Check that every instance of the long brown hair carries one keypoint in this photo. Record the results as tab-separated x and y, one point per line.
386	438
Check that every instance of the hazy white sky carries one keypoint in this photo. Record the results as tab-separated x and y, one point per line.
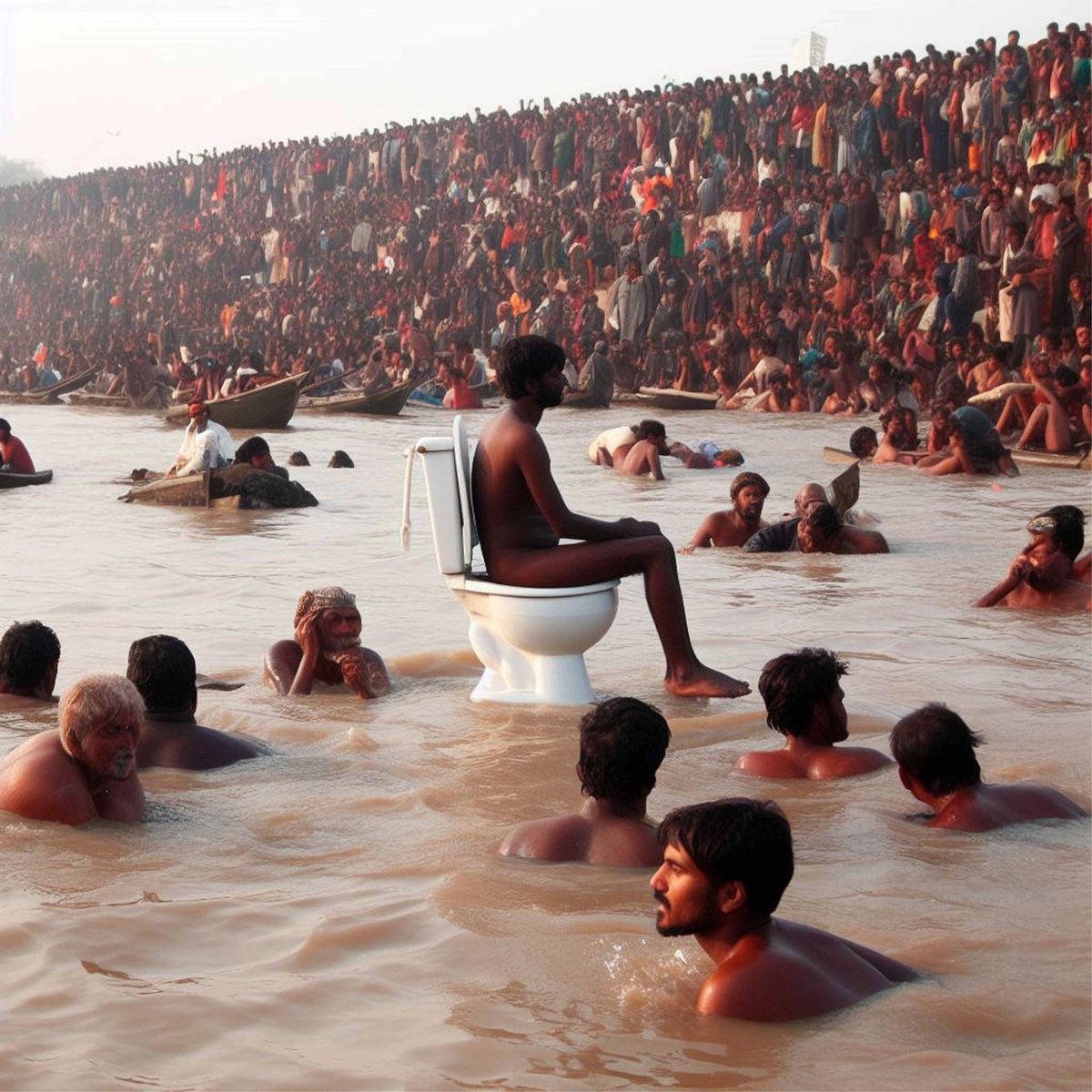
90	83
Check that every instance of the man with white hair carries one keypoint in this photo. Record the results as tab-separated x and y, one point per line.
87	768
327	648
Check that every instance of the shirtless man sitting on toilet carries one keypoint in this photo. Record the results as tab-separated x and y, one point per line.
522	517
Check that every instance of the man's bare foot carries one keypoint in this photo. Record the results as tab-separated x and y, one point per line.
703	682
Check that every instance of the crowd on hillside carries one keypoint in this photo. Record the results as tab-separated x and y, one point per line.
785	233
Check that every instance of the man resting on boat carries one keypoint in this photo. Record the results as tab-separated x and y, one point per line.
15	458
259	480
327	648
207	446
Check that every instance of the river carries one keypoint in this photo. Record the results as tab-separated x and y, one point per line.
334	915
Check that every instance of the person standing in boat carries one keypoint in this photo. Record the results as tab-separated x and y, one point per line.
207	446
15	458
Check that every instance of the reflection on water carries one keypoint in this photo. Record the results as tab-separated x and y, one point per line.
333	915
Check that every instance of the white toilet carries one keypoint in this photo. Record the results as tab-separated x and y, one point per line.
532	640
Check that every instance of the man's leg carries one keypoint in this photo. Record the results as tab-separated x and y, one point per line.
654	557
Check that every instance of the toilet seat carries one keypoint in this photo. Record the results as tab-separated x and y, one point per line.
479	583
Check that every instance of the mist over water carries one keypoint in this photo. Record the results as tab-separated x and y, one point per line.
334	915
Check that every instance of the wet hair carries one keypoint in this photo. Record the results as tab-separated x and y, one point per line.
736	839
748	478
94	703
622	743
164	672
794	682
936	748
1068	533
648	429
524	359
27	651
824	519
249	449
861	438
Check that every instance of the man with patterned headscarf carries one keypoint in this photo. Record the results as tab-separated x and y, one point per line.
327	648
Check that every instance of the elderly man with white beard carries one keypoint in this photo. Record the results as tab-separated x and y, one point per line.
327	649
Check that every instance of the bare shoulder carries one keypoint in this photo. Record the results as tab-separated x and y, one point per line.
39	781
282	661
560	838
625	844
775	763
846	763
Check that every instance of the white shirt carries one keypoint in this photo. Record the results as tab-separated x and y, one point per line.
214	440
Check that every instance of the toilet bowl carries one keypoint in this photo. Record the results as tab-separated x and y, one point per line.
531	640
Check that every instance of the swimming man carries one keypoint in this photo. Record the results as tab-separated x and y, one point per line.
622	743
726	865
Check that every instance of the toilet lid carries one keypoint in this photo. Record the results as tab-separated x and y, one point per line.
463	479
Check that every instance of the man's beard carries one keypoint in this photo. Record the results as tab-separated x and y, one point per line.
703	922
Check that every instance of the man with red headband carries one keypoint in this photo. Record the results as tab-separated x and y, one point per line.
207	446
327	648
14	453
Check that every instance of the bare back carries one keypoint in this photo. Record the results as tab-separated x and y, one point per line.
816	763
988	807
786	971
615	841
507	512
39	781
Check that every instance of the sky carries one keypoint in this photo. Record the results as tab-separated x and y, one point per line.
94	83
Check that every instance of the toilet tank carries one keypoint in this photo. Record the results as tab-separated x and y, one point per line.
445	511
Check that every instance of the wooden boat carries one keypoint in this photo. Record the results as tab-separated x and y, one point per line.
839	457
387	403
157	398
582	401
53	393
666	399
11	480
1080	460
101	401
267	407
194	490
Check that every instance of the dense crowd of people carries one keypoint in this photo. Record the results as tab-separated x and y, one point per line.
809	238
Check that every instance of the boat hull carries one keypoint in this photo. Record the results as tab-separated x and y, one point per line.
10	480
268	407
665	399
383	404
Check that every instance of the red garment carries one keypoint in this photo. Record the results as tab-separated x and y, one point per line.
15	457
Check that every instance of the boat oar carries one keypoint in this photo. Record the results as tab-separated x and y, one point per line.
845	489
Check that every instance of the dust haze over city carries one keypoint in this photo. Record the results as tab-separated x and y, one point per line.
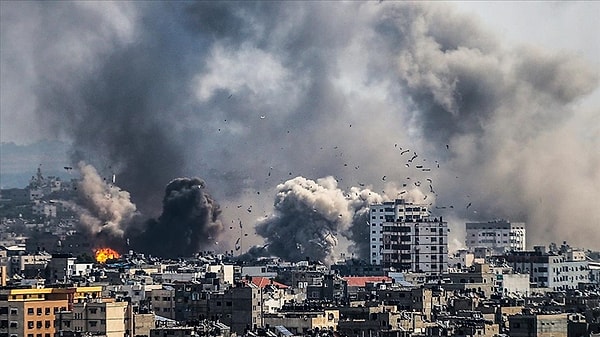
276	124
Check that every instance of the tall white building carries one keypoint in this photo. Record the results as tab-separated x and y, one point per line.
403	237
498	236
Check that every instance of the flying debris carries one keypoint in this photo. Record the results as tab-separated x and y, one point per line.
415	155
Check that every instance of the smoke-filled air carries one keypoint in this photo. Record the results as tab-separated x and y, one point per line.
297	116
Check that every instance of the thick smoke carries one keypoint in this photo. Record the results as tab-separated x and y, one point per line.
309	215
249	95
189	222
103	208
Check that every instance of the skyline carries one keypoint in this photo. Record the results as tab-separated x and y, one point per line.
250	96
════════
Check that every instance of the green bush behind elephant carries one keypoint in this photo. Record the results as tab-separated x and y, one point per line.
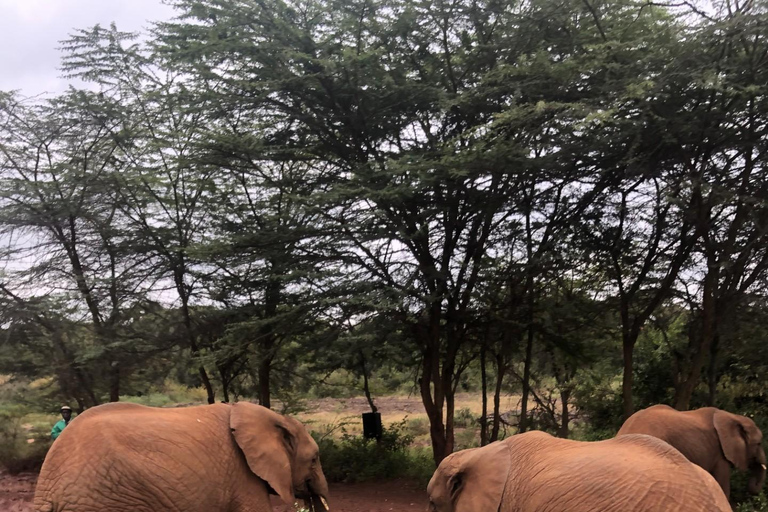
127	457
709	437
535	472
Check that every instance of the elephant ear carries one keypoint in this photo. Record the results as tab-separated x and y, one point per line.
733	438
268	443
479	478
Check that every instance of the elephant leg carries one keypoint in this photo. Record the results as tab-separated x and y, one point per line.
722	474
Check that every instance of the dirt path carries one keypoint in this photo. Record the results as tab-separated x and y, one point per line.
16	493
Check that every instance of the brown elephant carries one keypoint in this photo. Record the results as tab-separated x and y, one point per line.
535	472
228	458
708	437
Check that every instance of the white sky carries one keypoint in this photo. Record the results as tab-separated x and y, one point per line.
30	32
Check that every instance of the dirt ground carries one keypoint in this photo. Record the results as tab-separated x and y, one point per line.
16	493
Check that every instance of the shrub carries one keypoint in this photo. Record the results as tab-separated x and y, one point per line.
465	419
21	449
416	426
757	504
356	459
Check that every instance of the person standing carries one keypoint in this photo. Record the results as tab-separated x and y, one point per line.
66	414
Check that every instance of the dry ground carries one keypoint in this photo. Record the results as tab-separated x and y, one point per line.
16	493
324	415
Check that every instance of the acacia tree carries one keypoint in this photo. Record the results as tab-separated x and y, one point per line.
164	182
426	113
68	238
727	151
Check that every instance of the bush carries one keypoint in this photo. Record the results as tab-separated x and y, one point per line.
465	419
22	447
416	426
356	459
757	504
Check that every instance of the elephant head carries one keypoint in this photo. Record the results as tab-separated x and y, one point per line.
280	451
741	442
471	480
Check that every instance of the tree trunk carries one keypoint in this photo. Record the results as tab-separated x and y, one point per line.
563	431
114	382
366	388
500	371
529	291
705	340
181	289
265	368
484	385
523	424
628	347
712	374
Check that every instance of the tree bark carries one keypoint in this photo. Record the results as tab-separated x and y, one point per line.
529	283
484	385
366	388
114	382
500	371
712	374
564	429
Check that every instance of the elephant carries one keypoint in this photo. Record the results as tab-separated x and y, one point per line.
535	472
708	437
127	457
════════
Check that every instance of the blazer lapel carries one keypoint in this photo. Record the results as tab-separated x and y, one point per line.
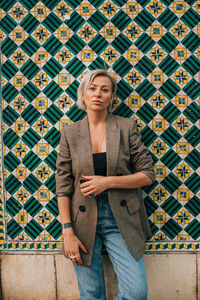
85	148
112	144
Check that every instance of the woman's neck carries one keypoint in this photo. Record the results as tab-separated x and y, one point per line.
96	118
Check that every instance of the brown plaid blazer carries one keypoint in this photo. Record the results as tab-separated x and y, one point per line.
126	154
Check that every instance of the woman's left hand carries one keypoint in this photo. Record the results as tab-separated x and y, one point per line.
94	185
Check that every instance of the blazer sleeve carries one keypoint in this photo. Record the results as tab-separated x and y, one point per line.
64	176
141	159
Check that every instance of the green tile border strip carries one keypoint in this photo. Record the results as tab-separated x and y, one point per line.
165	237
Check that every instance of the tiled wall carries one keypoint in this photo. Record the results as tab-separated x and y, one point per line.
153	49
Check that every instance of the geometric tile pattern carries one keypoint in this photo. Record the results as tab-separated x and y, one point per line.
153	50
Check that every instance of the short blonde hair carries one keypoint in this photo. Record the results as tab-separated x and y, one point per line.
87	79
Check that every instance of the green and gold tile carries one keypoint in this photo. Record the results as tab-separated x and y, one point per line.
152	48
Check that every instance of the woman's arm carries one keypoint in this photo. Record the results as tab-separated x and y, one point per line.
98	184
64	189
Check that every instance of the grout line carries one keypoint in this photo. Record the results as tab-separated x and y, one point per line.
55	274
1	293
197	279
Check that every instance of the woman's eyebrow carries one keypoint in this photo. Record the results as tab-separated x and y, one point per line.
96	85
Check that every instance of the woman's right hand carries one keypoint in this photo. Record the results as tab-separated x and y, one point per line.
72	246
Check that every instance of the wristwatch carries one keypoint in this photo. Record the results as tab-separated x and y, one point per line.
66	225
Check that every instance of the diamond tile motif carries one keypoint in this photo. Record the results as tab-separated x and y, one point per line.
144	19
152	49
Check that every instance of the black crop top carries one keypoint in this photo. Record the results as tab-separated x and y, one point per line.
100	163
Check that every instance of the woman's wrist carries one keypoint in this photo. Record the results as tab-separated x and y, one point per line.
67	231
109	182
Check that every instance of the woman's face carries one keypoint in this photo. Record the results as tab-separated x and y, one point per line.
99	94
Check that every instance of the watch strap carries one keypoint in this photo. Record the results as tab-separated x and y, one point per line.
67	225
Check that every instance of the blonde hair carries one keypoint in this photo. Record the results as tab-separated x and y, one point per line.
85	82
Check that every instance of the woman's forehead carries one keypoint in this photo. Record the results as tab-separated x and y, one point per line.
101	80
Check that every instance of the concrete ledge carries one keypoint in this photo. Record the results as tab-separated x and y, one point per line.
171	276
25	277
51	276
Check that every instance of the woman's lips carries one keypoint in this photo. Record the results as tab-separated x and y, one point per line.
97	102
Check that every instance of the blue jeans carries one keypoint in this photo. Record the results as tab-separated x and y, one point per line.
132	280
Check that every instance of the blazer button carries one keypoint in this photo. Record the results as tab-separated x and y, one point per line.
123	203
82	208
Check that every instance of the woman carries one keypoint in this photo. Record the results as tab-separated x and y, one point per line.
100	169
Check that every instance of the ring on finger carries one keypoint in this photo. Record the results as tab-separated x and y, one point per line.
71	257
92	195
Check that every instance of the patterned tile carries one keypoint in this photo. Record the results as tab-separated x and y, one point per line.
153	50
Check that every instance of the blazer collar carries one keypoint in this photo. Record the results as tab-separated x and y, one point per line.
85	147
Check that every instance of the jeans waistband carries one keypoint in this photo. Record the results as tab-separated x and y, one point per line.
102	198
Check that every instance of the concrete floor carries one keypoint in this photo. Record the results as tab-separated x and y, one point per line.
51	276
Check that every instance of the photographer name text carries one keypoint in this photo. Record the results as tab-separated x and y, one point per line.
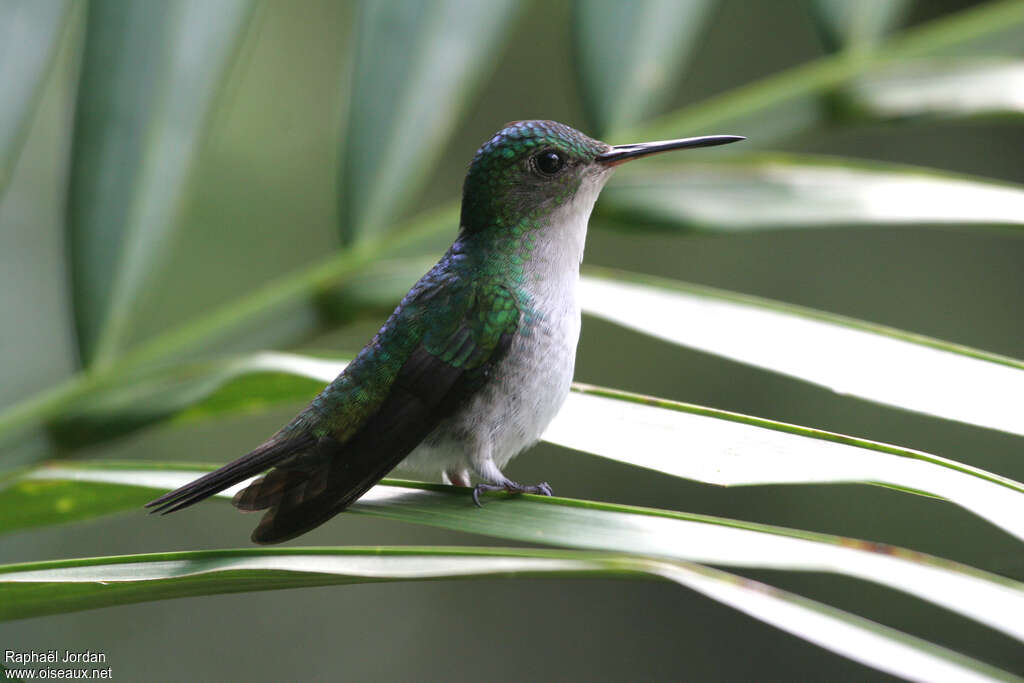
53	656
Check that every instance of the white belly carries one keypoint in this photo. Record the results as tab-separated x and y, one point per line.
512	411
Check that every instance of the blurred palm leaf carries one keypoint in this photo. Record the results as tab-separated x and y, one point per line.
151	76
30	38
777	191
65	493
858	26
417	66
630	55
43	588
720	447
════════
▶ _TASK TO CARRY OUT_: List every line in the rows above that contains the word "green". Case counts.

▶ _RESULT OF THIS TASK_:
Check that every instance of the green bush behind elephant carries one keypoint in this photo. Record the results as tab-separated x and y, one point per line.
Check that every instance of the green tile border strip carries one keypoint in this photo. Record the results as tab-separated x and y, one point per line.
Check that every instance of the green and gold tile carries one keypoint in this photo. Record the results as tab-separated x and y, one point per line.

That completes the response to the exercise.